▶ TASK
After finding the line containing "Target: jacket sleeve" below, please output that line and each following one through the line containing "Task: locate the innermost point of each instance of the smile", exactly as written.

[Dataset records]
+---+

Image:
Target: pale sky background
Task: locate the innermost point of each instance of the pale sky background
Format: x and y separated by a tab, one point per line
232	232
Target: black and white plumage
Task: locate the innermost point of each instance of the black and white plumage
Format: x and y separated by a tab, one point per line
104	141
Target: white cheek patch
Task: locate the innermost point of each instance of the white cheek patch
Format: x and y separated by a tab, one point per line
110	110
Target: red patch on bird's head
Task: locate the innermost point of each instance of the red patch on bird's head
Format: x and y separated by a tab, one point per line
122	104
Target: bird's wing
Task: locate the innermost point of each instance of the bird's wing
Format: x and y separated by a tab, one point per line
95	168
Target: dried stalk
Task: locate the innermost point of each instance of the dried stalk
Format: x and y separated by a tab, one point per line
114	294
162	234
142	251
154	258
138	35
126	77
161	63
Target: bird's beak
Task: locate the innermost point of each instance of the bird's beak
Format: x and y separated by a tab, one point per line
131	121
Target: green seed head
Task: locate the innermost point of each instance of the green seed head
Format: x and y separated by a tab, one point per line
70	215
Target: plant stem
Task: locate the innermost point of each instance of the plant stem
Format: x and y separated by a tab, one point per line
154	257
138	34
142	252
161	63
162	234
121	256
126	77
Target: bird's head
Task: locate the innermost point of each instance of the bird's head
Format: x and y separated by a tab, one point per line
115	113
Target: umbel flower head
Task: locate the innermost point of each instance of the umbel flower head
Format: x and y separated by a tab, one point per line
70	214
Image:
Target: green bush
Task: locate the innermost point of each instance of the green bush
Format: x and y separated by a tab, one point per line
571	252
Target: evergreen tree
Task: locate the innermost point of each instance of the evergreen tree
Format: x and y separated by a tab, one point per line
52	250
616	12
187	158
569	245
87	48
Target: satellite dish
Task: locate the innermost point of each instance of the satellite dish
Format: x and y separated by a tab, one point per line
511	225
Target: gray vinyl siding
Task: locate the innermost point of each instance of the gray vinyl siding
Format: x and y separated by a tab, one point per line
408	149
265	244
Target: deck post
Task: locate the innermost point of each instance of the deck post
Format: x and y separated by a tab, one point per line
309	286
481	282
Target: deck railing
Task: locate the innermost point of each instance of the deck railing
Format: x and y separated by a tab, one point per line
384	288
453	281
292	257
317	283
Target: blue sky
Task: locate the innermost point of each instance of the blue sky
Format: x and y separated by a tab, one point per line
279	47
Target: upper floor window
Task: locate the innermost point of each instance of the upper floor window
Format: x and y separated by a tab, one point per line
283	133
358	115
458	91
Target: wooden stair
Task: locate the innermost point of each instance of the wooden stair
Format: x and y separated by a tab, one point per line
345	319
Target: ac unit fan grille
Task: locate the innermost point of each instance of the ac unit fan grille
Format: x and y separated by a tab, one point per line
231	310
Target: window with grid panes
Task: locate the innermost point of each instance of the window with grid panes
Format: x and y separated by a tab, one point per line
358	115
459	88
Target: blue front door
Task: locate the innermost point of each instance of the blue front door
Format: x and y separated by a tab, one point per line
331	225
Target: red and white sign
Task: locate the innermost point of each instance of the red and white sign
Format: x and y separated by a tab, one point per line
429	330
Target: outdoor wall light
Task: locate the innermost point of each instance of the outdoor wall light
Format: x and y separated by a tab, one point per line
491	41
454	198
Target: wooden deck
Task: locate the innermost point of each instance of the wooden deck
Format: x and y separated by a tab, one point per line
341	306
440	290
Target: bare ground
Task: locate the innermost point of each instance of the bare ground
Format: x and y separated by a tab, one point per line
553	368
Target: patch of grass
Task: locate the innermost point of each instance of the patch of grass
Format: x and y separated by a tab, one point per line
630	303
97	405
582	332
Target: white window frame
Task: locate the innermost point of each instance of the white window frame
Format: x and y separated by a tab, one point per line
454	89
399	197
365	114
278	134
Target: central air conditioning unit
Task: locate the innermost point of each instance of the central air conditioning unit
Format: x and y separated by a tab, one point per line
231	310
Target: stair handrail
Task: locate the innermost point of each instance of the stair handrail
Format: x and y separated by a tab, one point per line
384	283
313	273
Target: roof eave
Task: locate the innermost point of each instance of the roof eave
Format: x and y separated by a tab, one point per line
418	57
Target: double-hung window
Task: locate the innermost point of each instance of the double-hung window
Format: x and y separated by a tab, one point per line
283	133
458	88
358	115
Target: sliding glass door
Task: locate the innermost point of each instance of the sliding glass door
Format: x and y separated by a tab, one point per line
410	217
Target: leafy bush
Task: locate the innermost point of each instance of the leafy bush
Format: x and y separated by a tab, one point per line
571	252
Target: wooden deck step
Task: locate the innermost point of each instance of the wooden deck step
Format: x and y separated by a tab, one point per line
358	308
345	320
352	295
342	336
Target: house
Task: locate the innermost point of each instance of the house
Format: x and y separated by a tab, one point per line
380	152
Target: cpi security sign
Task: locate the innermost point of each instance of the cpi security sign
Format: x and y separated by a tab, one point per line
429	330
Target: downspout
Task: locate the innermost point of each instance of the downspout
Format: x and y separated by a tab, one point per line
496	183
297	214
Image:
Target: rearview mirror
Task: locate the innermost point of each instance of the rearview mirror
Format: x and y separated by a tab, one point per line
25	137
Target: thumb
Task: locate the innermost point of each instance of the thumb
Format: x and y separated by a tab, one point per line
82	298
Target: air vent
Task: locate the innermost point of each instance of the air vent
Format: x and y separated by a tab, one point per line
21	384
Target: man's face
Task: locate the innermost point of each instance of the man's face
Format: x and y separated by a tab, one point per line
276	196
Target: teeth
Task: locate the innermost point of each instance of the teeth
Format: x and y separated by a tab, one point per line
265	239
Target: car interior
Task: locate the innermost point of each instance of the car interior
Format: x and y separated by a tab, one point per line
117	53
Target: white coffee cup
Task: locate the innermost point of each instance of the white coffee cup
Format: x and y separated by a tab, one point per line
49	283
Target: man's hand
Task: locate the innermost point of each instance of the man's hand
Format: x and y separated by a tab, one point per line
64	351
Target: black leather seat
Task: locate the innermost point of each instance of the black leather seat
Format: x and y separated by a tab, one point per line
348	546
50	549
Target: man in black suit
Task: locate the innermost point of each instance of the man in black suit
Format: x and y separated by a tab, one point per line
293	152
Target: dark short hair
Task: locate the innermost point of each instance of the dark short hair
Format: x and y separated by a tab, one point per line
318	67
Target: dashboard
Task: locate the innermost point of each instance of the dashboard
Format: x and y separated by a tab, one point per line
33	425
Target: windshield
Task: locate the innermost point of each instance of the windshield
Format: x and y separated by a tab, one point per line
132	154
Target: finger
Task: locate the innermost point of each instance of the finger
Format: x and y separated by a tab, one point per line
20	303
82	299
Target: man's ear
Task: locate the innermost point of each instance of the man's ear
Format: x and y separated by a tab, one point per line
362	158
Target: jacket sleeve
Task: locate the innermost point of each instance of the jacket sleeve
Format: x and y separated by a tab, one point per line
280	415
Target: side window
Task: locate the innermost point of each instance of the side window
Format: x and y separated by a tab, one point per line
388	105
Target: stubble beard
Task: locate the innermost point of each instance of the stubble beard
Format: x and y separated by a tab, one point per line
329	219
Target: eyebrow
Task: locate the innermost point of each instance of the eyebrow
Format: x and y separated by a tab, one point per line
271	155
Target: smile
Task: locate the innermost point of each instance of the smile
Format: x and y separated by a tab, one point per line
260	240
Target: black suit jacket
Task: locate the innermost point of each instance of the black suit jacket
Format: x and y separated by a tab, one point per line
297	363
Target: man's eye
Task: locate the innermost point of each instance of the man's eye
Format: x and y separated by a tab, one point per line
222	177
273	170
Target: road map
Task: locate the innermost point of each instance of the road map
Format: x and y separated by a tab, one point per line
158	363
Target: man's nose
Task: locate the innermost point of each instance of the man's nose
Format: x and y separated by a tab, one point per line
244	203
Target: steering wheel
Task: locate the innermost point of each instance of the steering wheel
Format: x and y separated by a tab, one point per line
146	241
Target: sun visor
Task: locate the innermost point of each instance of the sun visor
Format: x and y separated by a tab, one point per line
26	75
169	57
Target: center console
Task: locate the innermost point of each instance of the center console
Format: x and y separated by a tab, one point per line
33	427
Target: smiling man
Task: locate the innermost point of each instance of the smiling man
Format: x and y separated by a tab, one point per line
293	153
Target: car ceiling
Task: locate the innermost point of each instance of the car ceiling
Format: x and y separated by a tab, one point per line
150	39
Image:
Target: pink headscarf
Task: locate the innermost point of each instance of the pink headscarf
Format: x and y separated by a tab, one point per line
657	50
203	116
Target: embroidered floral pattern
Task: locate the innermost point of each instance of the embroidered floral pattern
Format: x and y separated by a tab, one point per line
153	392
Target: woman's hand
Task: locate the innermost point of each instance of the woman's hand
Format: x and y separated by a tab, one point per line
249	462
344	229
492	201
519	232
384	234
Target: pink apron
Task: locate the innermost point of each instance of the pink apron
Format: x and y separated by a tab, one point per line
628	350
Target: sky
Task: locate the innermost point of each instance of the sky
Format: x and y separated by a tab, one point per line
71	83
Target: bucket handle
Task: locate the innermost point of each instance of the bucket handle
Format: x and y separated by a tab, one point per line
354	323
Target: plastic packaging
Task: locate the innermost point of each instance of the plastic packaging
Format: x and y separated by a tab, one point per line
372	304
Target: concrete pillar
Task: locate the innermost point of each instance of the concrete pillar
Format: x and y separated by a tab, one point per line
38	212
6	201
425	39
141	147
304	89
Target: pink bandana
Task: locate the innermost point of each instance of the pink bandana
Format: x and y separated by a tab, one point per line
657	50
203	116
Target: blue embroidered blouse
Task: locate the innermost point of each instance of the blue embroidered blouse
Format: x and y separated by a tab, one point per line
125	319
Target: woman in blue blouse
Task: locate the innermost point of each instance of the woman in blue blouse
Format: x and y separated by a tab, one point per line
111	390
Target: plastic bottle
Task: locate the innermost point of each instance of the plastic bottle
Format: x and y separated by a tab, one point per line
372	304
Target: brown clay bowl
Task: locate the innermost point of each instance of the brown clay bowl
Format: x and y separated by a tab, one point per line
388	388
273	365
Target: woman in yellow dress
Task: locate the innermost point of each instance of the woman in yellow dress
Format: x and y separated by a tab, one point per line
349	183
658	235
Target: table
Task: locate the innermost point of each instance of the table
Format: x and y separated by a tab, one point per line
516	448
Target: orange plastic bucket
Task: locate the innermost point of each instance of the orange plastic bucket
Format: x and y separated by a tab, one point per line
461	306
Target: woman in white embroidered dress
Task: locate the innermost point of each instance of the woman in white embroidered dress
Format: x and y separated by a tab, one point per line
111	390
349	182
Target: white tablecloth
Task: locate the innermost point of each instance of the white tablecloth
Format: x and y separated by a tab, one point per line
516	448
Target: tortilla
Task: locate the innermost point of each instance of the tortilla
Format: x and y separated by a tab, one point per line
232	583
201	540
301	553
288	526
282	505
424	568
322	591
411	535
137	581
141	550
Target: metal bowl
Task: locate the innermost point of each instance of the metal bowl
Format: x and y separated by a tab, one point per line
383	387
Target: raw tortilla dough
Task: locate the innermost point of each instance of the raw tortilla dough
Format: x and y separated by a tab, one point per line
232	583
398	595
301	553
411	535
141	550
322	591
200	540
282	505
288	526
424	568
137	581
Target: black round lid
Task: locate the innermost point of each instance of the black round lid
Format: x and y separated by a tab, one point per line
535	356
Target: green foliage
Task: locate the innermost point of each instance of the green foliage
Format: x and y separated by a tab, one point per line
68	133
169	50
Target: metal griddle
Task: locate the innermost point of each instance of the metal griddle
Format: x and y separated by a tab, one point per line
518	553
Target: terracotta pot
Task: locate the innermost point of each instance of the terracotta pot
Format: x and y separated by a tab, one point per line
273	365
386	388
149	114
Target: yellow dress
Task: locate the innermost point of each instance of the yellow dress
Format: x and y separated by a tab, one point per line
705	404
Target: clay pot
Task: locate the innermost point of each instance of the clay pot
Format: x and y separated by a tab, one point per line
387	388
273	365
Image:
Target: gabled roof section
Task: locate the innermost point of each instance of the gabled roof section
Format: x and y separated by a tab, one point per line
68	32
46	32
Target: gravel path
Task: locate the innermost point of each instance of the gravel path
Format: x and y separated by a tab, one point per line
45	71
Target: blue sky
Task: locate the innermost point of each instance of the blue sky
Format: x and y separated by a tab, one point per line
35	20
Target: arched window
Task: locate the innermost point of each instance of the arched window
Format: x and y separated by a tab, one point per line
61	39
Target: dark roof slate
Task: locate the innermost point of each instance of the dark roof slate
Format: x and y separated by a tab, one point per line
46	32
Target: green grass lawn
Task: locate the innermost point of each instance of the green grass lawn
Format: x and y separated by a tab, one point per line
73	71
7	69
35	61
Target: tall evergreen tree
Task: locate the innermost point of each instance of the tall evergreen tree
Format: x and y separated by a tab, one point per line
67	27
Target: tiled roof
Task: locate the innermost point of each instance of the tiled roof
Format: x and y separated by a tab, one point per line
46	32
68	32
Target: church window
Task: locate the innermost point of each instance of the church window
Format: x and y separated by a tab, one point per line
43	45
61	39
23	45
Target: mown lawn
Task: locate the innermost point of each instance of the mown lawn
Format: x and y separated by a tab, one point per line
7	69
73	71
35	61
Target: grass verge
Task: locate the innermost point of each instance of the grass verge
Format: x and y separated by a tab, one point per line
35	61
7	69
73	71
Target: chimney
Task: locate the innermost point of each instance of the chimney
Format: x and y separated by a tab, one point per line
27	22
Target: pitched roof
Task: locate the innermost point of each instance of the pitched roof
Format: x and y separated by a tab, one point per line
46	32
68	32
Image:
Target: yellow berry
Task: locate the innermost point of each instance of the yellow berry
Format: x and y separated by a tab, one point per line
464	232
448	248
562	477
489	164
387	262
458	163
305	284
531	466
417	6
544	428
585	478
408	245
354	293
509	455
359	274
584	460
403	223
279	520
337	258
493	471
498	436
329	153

+---+

▶ OUTPUT FOR THIS TASK
Target: jacket sleeve
Task: locate the innermost point of each instance of the jacket sleeve
Format: x and y separated by a tab, one point per line
280	415
Target: side window
Task: locate the innermost point of each instance of the side window
Format: x and y separated by a tab, one point per line
388	105
Target: stubble beard
Task: locate the innermost point of each instance of the stubble beard
Format: x and y separated by a tab, one point per line
329	219
Target: eyebrow
Task: locate the innermost point of each instance of the eyebrow
Format: x and y separated by a tab, one point per line
271	155
Target: smile
Task: locate the innermost point of each instance of the smile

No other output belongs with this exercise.